# Written task:
Convert every line of the items below into a JSON list of strings, one string per line, skipping blank lines. Omit the pictures from the output.

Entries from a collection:

********

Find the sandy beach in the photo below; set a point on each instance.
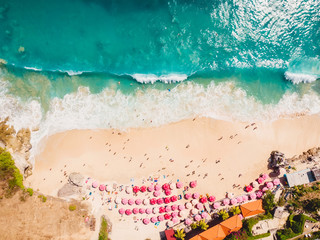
(218, 154)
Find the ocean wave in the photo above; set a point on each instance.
(152, 78)
(297, 78)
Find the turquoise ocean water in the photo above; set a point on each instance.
(99, 63)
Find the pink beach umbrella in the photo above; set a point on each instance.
(253, 196)
(150, 188)
(121, 211)
(174, 207)
(216, 205)
(187, 196)
(196, 195)
(135, 211)
(148, 211)
(142, 211)
(130, 201)
(199, 206)
(153, 219)
(128, 212)
(181, 207)
(276, 181)
(193, 184)
(156, 193)
(212, 199)
(197, 217)
(179, 185)
(226, 201)
(188, 221)
(146, 221)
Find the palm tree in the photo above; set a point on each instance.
(180, 234)
(203, 225)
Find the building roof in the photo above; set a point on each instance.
(170, 234)
(252, 208)
(217, 232)
(233, 224)
(301, 177)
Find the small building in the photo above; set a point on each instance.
(251, 209)
(299, 178)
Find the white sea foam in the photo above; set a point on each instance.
(297, 78)
(151, 78)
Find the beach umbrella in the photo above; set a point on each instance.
(150, 188)
(128, 212)
(226, 201)
(167, 216)
(153, 201)
(135, 211)
(276, 181)
(174, 214)
(188, 221)
(253, 196)
(148, 211)
(187, 196)
(197, 217)
(168, 209)
(136, 189)
(199, 206)
(162, 209)
(124, 201)
(188, 205)
(259, 194)
(156, 193)
(153, 219)
(193, 184)
(167, 192)
(142, 211)
(216, 205)
(138, 201)
(143, 189)
(157, 187)
(260, 180)
(203, 200)
(174, 198)
(181, 207)
(179, 185)
(146, 221)
(121, 211)
(212, 199)
(234, 201)
(174, 207)
(204, 215)
(102, 187)
(175, 220)
(196, 195)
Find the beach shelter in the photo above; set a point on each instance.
(252, 208)
(233, 224)
(217, 232)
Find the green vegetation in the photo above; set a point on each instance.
(235, 210)
(72, 207)
(10, 173)
(223, 214)
(180, 234)
(103, 234)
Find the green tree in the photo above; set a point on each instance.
(180, 234)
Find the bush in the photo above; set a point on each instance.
(72, 207)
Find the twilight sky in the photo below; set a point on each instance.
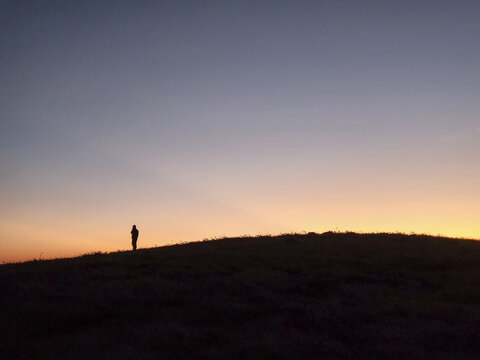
(196, 119)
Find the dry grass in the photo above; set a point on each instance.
(327, 296)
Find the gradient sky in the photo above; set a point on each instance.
(197, 119)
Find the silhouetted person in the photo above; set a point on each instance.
(134, 233)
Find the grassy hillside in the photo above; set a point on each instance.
(328, 296)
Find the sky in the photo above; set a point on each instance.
(202, 119)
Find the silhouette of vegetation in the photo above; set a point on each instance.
(311, 296)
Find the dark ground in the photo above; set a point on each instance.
(328, 296)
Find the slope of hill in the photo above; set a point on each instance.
(313, 296)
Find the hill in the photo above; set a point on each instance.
(312, 296)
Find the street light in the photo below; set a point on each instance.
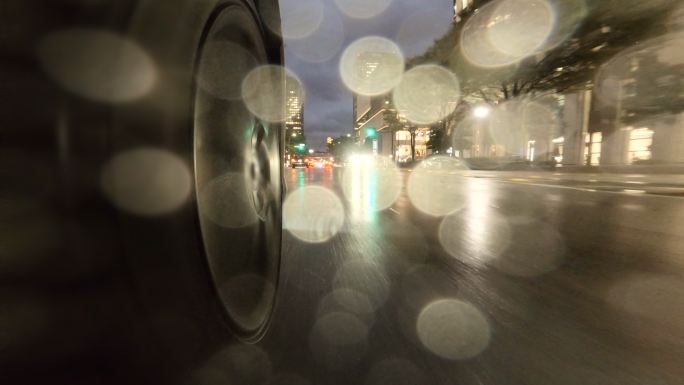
(481, 112)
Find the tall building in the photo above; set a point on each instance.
(460, 6)
(294, 123)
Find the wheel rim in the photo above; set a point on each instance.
(237, 174)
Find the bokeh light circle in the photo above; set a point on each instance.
(504, 32)
(323, 44)
(372, 65)
(453, 329)
(313, 214)
(427, 93)
(520, 27)
(362, 9)
(98, 65)
(437, 188)
(146, 181)
(263, 91)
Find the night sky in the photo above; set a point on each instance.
(413, 24)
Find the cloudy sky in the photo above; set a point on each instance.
(317, 32)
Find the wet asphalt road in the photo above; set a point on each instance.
(521, 283)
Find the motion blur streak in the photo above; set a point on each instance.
(146, 181)
(313, 214)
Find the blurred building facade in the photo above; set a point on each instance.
(380, 137)
(294, 122)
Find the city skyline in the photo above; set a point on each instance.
(328, 103)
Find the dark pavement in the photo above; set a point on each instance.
(514, 280)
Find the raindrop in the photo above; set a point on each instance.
(313, 214)
(427, 94)
(98, 65)
(371, 66)
(453, 329)
(146, 181)
(263, 91)
(362, 9)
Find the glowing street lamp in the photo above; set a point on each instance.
(481, 112)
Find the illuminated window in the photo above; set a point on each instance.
(640, 141)
(592, 150)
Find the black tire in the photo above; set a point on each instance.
(90, 290)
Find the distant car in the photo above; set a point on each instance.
(299, 163)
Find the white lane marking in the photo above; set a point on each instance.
(587, 189)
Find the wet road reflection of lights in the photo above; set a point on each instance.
(367, 277)
(146, 181)
(657, 298)
(98, 65)
(313, 214)
(371, 188)
(350, 301)
(478, 234)
(436, 192)
(453, 329)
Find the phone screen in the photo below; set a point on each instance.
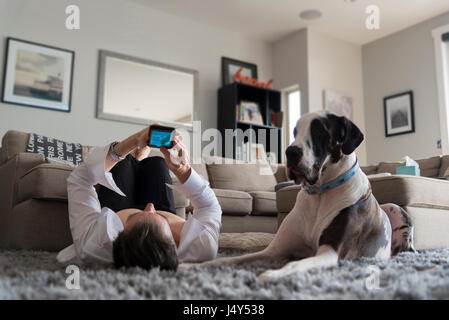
(161, 139)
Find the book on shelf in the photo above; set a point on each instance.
(248, 112)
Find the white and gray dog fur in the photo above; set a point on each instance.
(345, 222)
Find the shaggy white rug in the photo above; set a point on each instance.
(36, 275)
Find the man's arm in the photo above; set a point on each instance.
(137, 141)
(205, 204)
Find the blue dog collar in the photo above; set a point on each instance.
(336, 182)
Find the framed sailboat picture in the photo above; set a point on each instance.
(37, 75)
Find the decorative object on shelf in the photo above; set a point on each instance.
(229, 67)
(398, 112)
(276, 118)
(257, 153)
(252, 82)
(338, 103)
(228, 115)
(37, 75)
(249, 112)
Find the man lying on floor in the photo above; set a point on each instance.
(139, 230)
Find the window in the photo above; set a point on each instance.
(441, 44)
(294, 112)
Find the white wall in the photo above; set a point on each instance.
(290, 67)
(124, 27)
(316, 62)
(400, 62)
(336, 64)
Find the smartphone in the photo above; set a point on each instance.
(161, 136)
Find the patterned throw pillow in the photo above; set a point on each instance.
(56, 151)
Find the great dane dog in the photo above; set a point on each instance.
(335, 215)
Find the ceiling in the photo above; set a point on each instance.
(270, 20)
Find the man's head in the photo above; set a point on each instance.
(145, 242)
(320, 137)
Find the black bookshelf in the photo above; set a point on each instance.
(268, 100)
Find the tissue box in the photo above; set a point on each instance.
(408, 170)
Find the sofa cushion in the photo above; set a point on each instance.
(430, 223)
(286, 198)
(242, 177)
(389, 167)
(45, 181)
(232, 202)
(279, 172)
(248, 241)
(430, 167)
(264, 203)
(201, 169)
(13, 142)
(405, 190)
(370, 169)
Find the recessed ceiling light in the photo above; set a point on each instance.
(311, 14)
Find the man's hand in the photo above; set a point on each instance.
(177, 160)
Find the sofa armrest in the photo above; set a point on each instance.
(406, 190)
(10, 171)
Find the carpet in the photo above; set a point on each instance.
(36, 275)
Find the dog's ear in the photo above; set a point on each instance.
(346, 133)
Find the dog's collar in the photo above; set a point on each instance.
(336, 182)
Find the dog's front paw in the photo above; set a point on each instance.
(186, 265)
(268, 275)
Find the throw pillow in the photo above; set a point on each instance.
(54, 148)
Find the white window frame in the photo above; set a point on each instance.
(442, 72)
(287, 130)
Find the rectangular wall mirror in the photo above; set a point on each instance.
(141, 91)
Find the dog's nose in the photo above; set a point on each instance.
(293, 154)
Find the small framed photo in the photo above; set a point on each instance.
(249, 112)
(37, 75)
(230, 66)
(399, 116)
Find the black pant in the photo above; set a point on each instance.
(143, 182)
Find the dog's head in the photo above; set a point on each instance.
(320, 138)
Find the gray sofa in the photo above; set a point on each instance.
(33, 197)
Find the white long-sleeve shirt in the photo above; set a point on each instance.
(94, 228)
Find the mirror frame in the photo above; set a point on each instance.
(101, 114)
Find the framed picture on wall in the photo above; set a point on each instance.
(37, 75)
(230, 66)
(399, 115)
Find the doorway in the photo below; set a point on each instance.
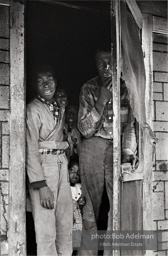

********

# Result for this exercise:
[
  "Find the sandy beach in the photo below; set a point on each instance.",
  "(218, 154)",
  "Find the ocean wave in the photo above; set a point on each instance.",
  "(152, 78)",
  "(297, 78)",
  "Find the turquoise ocean water in the photo above; set a point on each instance.",
  "(99, 63)",
  "Find the pink beach umbrella in the photo above; set a point on each instance.",
  "(253, 196)",
  "(150, 188)",
  "(121, 211)",
  "(174, 207)",
  "(216, 205)",
  "(187, 196)",
  "(196, 195)",
  "(135, 211)",
  "(148, 211)",
  "(142, 211)",
  "(130, 201)",
  "(199, 206)",
  "(153, 219)",
  "(128, 212)",
  "(181, 207)",
  "(276, 181)",
  "(193, 184)",
  "(156, 193)",
  "(212, 199)",
  "(197, 217)",
  "(179, 185)",
  "(226, 201)",
  "(188, 221)",
  "(146, 221)",
  "Find the palm tree in the photo above; set a point on each instance.",
  "(180, 234)",
  "(203, 225)",
  "Find the building roof in the photo above; set a point on each instance.",
  "(170, 234)",
  "(252, 208)",
  "(217, 232)",
  "(233, 224)",
  "(301, 177)",
  "Find the small building in the photo above; set a point on each instance.",
  "(251, 209)",
  "(299, 178)",
  "Find the white sea foam in the photo above; set a point on each instance.",
  "(297, 78)",
  "(151, 78)",
  "Find the beach umbrella in the photo above; set a point on each instance.",
  "(150, 188)",
  "(128, 212)",
  "(226, 201)",
  "(167, 216)",
  "(153, 201)",
  "(135, 211)",
  "(276, 181)",
  "(174, 214)",
  "(188, 221)",
  "(253, 196)",
  "(148, 211)",
  "(187, 196)",
  "(197, 217)",
  "(168, 209)",
  "(136, 189)",
  "(199, 206)",
  "(162, 209)",
  "(124, 201)",
  "(188, 205)",
  "(259, 194)",
  "(156, 193)",
  "(153, 219)",
  "(193, 184)",
  "(167, 192)",
  "(142, 211)",
  "(216, 205)",
  "(138, 201)",
  "(143, 189)",
  "(157, 187)",
  "(260, 180)",
  "(203, 200)",
  "(174, 198)",
  "(181, 207)",
  "(179, 185)",
  "(146, 221)",
  "(121, 211)",
  "(212, 199)",
  "(234, 201)",
  "(174, 207)",
  "(204, 215)",
  "(102, 187)",
  "(175, 220)",
  "(196, 195)",
  "Find the beach shelter in the photo above; set a point on each instance.",
  "(252, 208)",
  "(233, 224)",
  "(217, 232)",
  "Find the green vegetation in the photo above; set a point on each instance.",
  "(235, 210)",
  "(72, 207)",
  "(10, 173)",
  "(223, 214)",
  "(180, 234)",
  "(103, 234)",
  "Find the green tree in the photo above; set a point on each instance.",
  "(180, 234)",
  "Find the bush in the photo above; set a point on each instance.",
  "(72, 207)",
  "Find the twilight sky in the photo below; set a point on each instance.",
  "(196, 119)",
  "Find the dry grass in the photo above; set a point on each instance.",
  "(327, 296)",
  "Find the gradient sky in the photo above; set a point on each instance.",
  "(197, 119)",
  "Find the silhouetted person in the photo above; set a point on each instance.",
  "(134, 233)",
  "Find the grassy hillside in the photo above; set a point on each instance.",
  "(328, 296)",
  "Find the sky in the photo above; set a point on each instance.",
  "(202, 119)",
  "Find the silhouette of vegetation in the photo above; set a point on each instance.",
  "(311, 296)",
  "Find the dark ground in the photo above; set a point on each instance.",
  "(328, 296)",
  "Find the slope of hill in the photo above; set a point on each instance.",
  "(313, 296)",
  "Find the hill in the photo above; set a point on each instance.",
  "(312, 296)",
  "Find the street light in the photo below; set a point on each instance.",
  "(481, 112)",
  "Find the tall building in the photo above; set a point on each instance.",
  "(460, 6)",
  "(294, 123)",
  "Find the wheel rim in the photo above; set a point on each instance.",
  "(237, 174)",
  "Find the bokeh light circle in the photo above; set a point on each instance.",
  "(504, 32)",
  "(323, 44)",
  "(372, 65)",
  "(453, 329)",
  "(313, 214)",
  "(427, 93)",
  "(520, 27)",
  "(362, 9)",
  "(98, 65)",
  "(437, 188)",
  "(146, 181)",
  "(263, 91)",
  "Find the night sky in the photo above; set a point on each instance.",
  "(413, 24)",
  "Find the cloudy sky in the photo above; set a point on each instance.",
  "(317, 32)",
  "Find the wet asphalt road in the photo above; set a point on each instance.",
  "(521, 283)",
  "Find the motion blur streak in the photo above; set a point on each instance.",
  "(146, 181)",
  "(313, 214)",
  "Find the blurred building facade in the photo above; set a point on each instance.",
  "(380, 137)",
  "(294, 122)",
  "Find the city skyline in the photo above; set a point on each instance.",
  "(328, 103)",
  "Find the dark pavement in the photo above; set a point on each instance.",
  "(514, 280)",
  "Find the raindrop in the photo above; set a point on each instance.",
  "(313, 214)",
  "(427, 94)",
  "(98, 65)",
  "(371, 66)",
  "(453, 329)",
  "(146, 181)",
  "(263, 91)",
  "(362, 9)",
  "Find the glowing street lamp in the photo above; set a point on each instance.",
  "(481, 112)",
  "Find the illuminated window in the photo above; set a point on each instance.",
  "(640, 141)",
  "(592, 150)",
  "Find the black tire in the photo above; set a point on each instance.",
  "(90, 290)",
  "Find the distant car in the photo above; set a point on each instance.",
  "(299, 163)",
  "Find the white lane marking in the photo above; set a point on each instance.",
  "(587, 189)",
  "Find the wet road reflection of lights in the photo above; set a point on each instance.",
  "(367, 277)",
  "(146, 181)",
  "(657, 298)",
  "(98, 65)",
  "(313, 214)",
  "(371, 188)",
  "(350, 301)",
  "(478, 234)",
  "(436, 192)",
  "(453, 329)",
  "Find the phone screen in the photo below; set a point on each instance.",
  "(161, 139)",
  "Find the book on shelf in the photo above; set a point on each instance.",
  "(248, 112)",
  "Find the white and gray dog fur in the photo above; set a point on each instance.",
  "(345, 222)",
  "Find the shaggy white rug in the photo above; set a point on each instance.",
  "(36, 275)",
  "Find the man's arm in the photo above; set a point on each instance.",
  "(137, 141)",
  "(205, 204)",
  "Find the blue dog collar in the photo above; set a point on each instance.",
  "(336, 182)",
  "Find the framed sailboat picture in the photo above; set a point on each instance.",
  "(37, 75)",
  "Find the decorative object on shelf in the photo above; set a point on each instance.",
  "(229, 67)",
  "(398, 112)",
  "(276, 118)",
  "(257, 153)",
  "(252, 82)",
  "(338, 103)",
  "(228, 115)",
  "(37, 75)",
  "(249, 112)",
  "Find the man lying on floor in the photo above; set a point on each instance.",
  "(139, 230)",
  "Find the window in the photo above; set a point on each instance.",
  "(441, 44)",
  "(294, 112)",
  "Find the white wall in the photo above; set a point on each instance.",
  "(290, 67)",
  "(124, 27)",
  "(316, 62)",
  "(400, 62)",
  "(336, 64)",
  "Find the smartphone in the photo above; set a point on each instance.",
  "(161, 136)",
  "Find the patterned throw pillow in the photo above; set a point on each instance.",
  "(56, 151)",
  "Find the great dane dog in the photo above; set a point on each instance.",
  "(335, 215)",
  "Find the ceiling in the photo above; set a point on each instance.",
  "(270, 20)",
  "Find the man's head in the photo above; set a point on each instance.",
  "(145, 242)",
  "(320, 137)",
  "Find the black bookshelf in the photo above; set a point on each instance.",
  "(268, 100)",
  "Find the tissue box in the photo above; set a point on each instance.",
  "(408, 170)",
  "Find the sofa cushion in the photo above; set a point on each instance.",
  "(430, 223)",
  "(286, 198)",
  "(242, 177)",
  "(389, 167)",
  "(45, 181)",
  "(232, 202)",
  "(279, 172)",
  "(248, 241)",
  "(430, 167)",
  "(264, 203)",
  "(201, 169)",
  "(13, 142)",
  "(405, 190)",
  "(370, 169)",
  "Find the recessed ceiling light in the photo above; set a point on each instance.",
  "(311, 14)",
  "Find the man's hand in the photo above; set a point on each instance.",
  "(177, 160)",
  "Find the sofa armrest in the photo above; set a point on each instance.",
  "(406, 190)",
  "(10, 171)",
  "Find the carpet in the photo above; set a point on each instance.",
  "(36, 275)",
  "Find the dog's ear in the photo above; set a point on each instance.",
  "(346, 133)",
  "Find the dog's collar in the photo above; set a point on each instance.",
  "(336, 182)",
  "Find the dog's front paw in the photo above; set a point on each instance.",
  "(186, 265)",
  "(268, 275)",
  "Find the throw pillow in the photo above; set a point on each instance.",
  "(54, 148)",
  "Find the white window frame in the photo above; set a point on each instance.",
  "(442, 72)",
  "(287, 130)",
  "Find the rectangular wall mirror in the photo above; set a point on each instance.",
  "(141, 91)",
  "Find the dog's nose in the photo above; set a point on each instance.",
  "(293, 154)",
  "Find the small framed photo in the photo above; set a point on each instance.",
  "(249, 112)",
  "(37, 75)",
  "(230, 66)",
  "(399, 116)",
  "Find the black pant in the photo above; set a point on each instance.",
  "(143, 182)",
  "Find the dog's head in the photo above; set a point on each instance.",
  "(320, 138)",
  "Find the gray sofa in the photo above; set a point on each instance.",
  "(33, 197)",
  "Find the white long-sleeve shirt in the photo above; set a point on each instance.",
  "(94, 228)",
  "Find the mirror frame in the photo above; set a point on each instance.",
  "(101, 114)",
  "Find the framed picture on wall in the photo above; set a point on each instance.",
  "(37, 75)",
  "(230, 66)",
  "(399, 115)",
  "Find the doorway in the photo below; set a point on each instance."
]